DOCUMENT SEGMENT:
──────────────────────────────

@twein89 2016-06-22T14:19:04.000000Z 字数 2849 阅读 598

spark cs105_lab0

spark python

Part 1: Test Spark functionality

(1a) Create a DataFrame and filter it

# Check that Spark is working
from pyspark.sql import Row
data = [('Alice', 1), ('Bob', 2), ('Bill', 4)]
df = sqlContext.createDataFrame(data, ['name', 'age'])
fil = df.filter(df.age > 3).collect()
print fil
# If the Spark job doesn't work properly this will raise an AssertionError
assert fil == [Row(u'Bill', 4)]

[Row(name=u'Bill', age=4)]

(2b) Loading a text file

Let's load a text file.

# Check loading data with sqlContext.read.text
import os.path
baseDir = os.path.join('databricks-datasets', 'cs100')
inputPath = os.path.join('lab1', 'data-001', 'shakespeare.txt')
fileName = os.path.join(baseDir, inputPath)
dataDF = sqlContext.read.text(fileName)
shakespeareCount = dataDF.count()
print shakespeareCount
# If the text file didn't load properly an AssertionError will be raised
assert shakespeareCount == 122395

Part 3: Test class testing library

(3a)Compare with hash

# TEST Compare with hash (2a)
# Check our testing library/package
# This should print '1 test passed.' on two lines
from databricks_test_helper import Test
twelve = 12
Test.assertEquals(twelve, 12, 'twelve should equal 12')
Test.assertEqualsHashed(twelve, '7b52009b64fd0a2a49e6d8a939753077792b0554',
                        'twelve, once hashed, should equal the hashed value of 12')

(3b) Compare lists

# TEST Compare lists (2b)
# This should print '1 test passed.'
unsortedList = [(5, 'b'), (5, 'a'), (4, 'c'), (3, 'a')]
Test.assertEquals(sorted(unsortedList), [(3, 'a'), (4, 'c'), (5, 'a'), (5, 'b')],
                  'unsortedList does not sort properly')

Part 4: Check plotting

(3a) Our first plot

# Check matplotlib plotting
import matplotlib.pyplot as plt
import matplotlib.cm as cm
from math import log
# function for generating plot layout
def preparePlot(xticks, yticks, figsize=(10.5, 6), hideLabels=False, gridColor='#999999', gridWidth=1.0):
    plt.close()
    fig, ax = plt.subplots(figsize=figsize, facecolor='white', edgecolor='white')
    ax.axes.tick_params(labelcolor='#999999', labelsize='10')

──────────────────────────────

TASKS TO CARRY OUT:
1. Output the passage of the Spark lab page from "fil = df.filter(df.age" to "baseDir = os.path.join('databricks-datasets', 'cs100')".
2. Answer these questions from the Spark lab page:
(a) What value does the code assert for shakespeareCount?
(b) In the DataFrame check, which row is expected after filtering for age greater than 3?
(c) What default figsize does the preparePlot function use?
3. Summarize the Spark lab page in two sentences.

DATASET EXCERPTS:

──────────────────────────────

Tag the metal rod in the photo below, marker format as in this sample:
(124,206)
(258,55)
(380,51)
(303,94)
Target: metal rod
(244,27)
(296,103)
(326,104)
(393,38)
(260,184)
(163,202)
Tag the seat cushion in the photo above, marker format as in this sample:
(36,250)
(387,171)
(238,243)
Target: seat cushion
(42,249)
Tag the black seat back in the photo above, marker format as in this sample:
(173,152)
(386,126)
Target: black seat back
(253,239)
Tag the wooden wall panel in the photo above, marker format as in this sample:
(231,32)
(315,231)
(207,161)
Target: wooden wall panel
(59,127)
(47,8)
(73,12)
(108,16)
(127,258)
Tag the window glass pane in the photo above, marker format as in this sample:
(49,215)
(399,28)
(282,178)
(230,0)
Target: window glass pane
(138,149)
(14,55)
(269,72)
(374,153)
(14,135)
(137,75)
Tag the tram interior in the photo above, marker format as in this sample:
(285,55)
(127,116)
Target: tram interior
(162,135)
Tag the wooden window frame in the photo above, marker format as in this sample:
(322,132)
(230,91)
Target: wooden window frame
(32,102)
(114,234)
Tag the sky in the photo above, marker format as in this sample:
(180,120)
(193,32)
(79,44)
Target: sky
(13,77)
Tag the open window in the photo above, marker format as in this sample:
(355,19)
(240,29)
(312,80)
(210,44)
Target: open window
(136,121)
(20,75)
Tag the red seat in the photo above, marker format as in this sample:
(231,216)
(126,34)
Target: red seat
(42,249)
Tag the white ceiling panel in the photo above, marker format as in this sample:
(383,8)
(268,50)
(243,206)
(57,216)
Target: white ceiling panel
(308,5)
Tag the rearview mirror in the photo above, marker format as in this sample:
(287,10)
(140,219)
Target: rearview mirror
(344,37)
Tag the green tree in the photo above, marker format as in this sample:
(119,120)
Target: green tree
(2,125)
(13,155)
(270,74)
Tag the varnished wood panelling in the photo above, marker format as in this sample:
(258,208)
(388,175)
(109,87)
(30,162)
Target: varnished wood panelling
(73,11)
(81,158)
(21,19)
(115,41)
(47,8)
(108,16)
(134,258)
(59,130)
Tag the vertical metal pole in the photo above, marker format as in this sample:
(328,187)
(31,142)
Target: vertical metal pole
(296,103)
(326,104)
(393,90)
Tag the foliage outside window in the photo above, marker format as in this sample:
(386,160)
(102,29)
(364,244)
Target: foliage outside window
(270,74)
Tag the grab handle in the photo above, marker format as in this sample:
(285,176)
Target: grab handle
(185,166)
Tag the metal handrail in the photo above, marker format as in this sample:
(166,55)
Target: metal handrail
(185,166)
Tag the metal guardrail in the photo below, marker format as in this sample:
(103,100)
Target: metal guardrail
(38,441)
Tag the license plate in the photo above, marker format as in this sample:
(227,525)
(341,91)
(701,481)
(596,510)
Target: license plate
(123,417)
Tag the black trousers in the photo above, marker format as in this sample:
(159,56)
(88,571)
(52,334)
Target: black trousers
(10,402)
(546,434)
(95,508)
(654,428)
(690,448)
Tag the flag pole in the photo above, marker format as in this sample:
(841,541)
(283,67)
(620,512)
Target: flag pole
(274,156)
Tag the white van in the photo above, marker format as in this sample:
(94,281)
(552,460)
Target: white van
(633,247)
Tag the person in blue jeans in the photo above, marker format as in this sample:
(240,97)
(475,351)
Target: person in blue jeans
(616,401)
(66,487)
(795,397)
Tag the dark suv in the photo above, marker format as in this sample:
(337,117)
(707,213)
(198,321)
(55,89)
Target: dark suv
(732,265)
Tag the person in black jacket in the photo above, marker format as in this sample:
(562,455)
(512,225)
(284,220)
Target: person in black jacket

──────────────────────────────

SOLUTIONS TO THE TASKS:
1.
fil = df.filter(df.age > 3).collect()
print fil
# If the Spark job doesn't work properly this will raise an AssertionError
assert fil == [Row(u'Bill', 4)]

[Row(name=u'Bill', age=4)]

(2b) Loading a text file

Let's load a text file.

# Check loading data with sqlContext.read.text
import os.path
baseDir = os.path.join('databricks-datasets', 'cs100')

2.
(a) 122395
(b) Row(u'Bill', 4), printed as [Row(name=u'Bill', age=4)]
(c) (10.5, 6)

3. The Spark lab page gives Python code that checks Spark by creating a small DataFrame, filtering it, and loading a Shakespeare text file whose count is asserted to be 122395. It then checks a testing library with equality, hashed-value and list-sorting tests and starts a matplotlib plotting check with a function for generating plot layout.